» **Goal**
Return the lines beginning at the one that contains "You are given a photograph. Could you point to the human" and running to the end of the records, exactly and with nothing else. Omit pictures.

» **Dataset rows on where objects appear**
--------

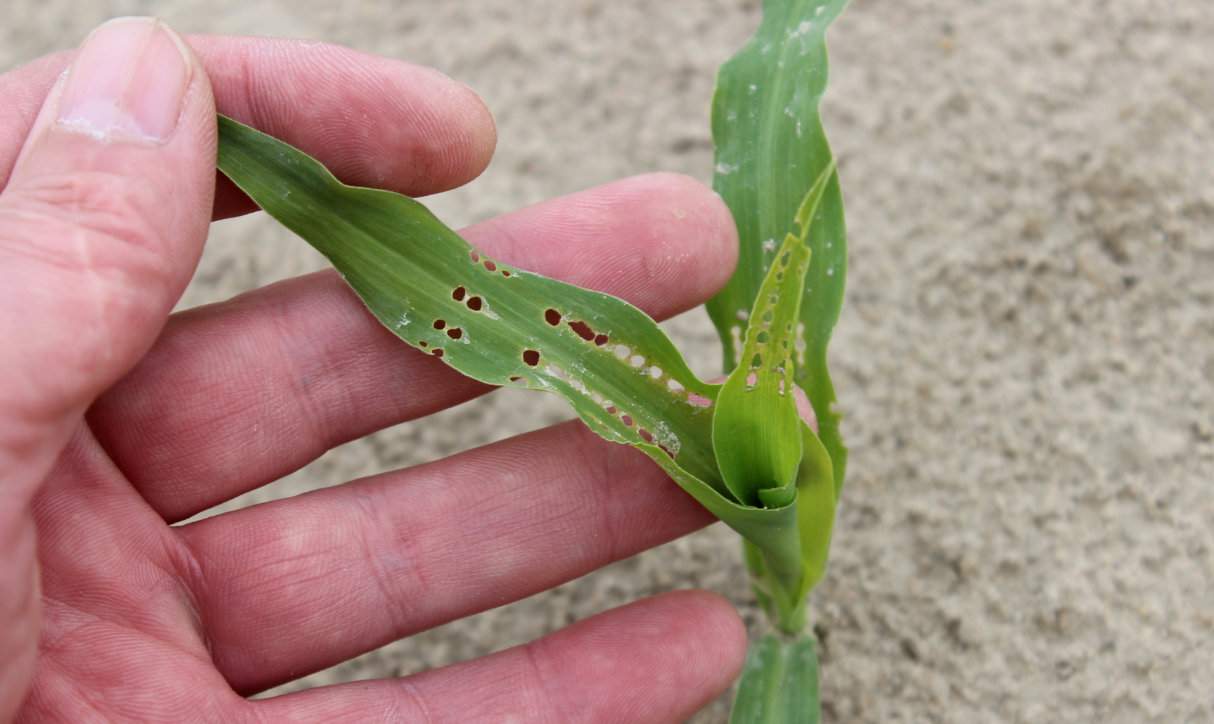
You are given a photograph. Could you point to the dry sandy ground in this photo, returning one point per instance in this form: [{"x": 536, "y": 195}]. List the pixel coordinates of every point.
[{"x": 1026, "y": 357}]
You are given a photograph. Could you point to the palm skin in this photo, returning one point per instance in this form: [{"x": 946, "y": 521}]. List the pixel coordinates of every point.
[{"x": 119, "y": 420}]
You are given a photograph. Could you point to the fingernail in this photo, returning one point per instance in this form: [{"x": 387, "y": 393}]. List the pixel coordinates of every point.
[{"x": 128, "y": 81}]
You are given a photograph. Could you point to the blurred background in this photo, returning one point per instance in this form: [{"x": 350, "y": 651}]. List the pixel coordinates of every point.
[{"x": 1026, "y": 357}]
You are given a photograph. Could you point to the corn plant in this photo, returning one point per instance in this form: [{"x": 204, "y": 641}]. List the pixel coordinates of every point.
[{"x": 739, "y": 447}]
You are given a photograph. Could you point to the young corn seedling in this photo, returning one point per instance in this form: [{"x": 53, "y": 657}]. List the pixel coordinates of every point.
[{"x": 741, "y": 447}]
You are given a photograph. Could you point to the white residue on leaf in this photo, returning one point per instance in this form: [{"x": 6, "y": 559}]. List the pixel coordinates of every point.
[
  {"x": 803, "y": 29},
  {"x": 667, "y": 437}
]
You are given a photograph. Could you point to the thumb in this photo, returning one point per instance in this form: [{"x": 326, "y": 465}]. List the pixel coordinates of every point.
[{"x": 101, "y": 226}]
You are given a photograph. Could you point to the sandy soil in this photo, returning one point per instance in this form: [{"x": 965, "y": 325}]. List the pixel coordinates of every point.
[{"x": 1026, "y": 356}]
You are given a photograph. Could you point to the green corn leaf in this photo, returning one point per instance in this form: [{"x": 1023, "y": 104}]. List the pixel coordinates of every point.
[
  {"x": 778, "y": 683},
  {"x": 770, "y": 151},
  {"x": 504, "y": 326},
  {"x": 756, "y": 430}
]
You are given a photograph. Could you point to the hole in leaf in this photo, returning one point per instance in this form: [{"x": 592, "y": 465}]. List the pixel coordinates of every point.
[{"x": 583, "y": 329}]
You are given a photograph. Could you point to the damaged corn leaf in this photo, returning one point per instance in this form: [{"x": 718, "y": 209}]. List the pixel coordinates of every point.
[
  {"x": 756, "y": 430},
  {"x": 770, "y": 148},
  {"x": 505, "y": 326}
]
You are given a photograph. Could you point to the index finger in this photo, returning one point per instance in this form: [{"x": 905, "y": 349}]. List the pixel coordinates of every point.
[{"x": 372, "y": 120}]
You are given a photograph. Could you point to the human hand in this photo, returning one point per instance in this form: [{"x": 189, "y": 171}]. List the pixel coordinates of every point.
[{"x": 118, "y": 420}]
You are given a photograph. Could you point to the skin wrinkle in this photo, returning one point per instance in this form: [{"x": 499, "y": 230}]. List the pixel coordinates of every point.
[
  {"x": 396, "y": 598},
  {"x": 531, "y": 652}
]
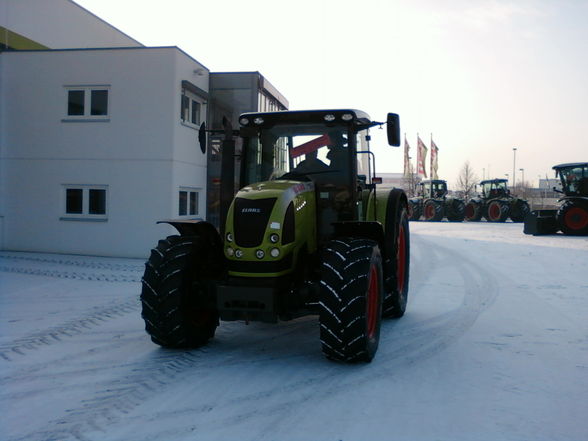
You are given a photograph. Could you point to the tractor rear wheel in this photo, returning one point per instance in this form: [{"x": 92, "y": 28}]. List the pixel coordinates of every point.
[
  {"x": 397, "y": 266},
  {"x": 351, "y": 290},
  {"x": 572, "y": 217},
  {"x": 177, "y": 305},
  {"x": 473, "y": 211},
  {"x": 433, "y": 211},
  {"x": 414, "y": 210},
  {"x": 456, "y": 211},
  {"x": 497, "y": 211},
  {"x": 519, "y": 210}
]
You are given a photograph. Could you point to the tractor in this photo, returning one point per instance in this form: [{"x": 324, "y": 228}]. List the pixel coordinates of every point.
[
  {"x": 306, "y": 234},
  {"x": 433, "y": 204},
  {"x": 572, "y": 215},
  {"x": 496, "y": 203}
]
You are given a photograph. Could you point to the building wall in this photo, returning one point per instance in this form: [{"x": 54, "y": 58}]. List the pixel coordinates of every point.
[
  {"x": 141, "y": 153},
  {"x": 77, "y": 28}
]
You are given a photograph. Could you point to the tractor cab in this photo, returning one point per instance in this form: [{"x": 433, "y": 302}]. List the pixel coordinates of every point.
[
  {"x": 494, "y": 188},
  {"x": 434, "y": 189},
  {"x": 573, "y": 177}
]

--------

» **Written solution**
You are given a photograph. Could you point to the human hand in this photo, returning one point per instance in this form: [{"x": 189, "y": 171}]. List the pixel coordinates of every point.
[{"x": 118, "y": 420}]
You are given a photograph. Could you point to the skin wrinkle in this photo, returning one point per instance in this form: [{"x": 499, "y": 230}]. List the pixel coordinates of every point.
[
  {"x": 396, "y": 598},
  {"x": 531, "y": 652}
]
You are given a photograph. Could you point to the tractor rear wheel in this photo, returning one point per instance in this form: [{"x": 92, "y": 28}]. List the pixel coordinates of every point.
[
  {"x": 397, "y": 266},
  {"x": 351, "y": 290},
  {"x": 572, "y": 217},
  {"x": 177, "y": 305},
  {"x": 473, "y": 211},
  {"x": 433, "y": 211},
  {"x": 414, "y": 210},
  {"x": 456, "y": 211},
  {"x": 497, "y": 211},
  {"x": 519, "y": 210}
]
You are given a photograph. Could you point to the tractor in this photo, returning one point per instance in this form: [{"x": 324, "y": 228}]. List the pixel coordinates of every point.
[
  {"x": 306, "y": 234},
  {"x": 433, "y": 204},
  {"x": 572, "y": 215},
  {"x": 496, "y": 203}
]
You are given a photograph. Could you point to the building wall in this photo, returning one point per instance in this form: [{"x": 54, "y": 58}]. List the pixel coordinates of every point.
[
  {"x": 141, "y": 153},
  {"x": 77, "y": 28}
]
You are given a photograph. Could you point to the tractor cab in this photo, returning one point per instance in this form: [{"x": 433, "y": 302}]. List the pixel coordinates of every point.
[
  {"x": 494, "y": 188},
  {"x": 434, "y": 189},
  {"x": 573, "y": 177}
]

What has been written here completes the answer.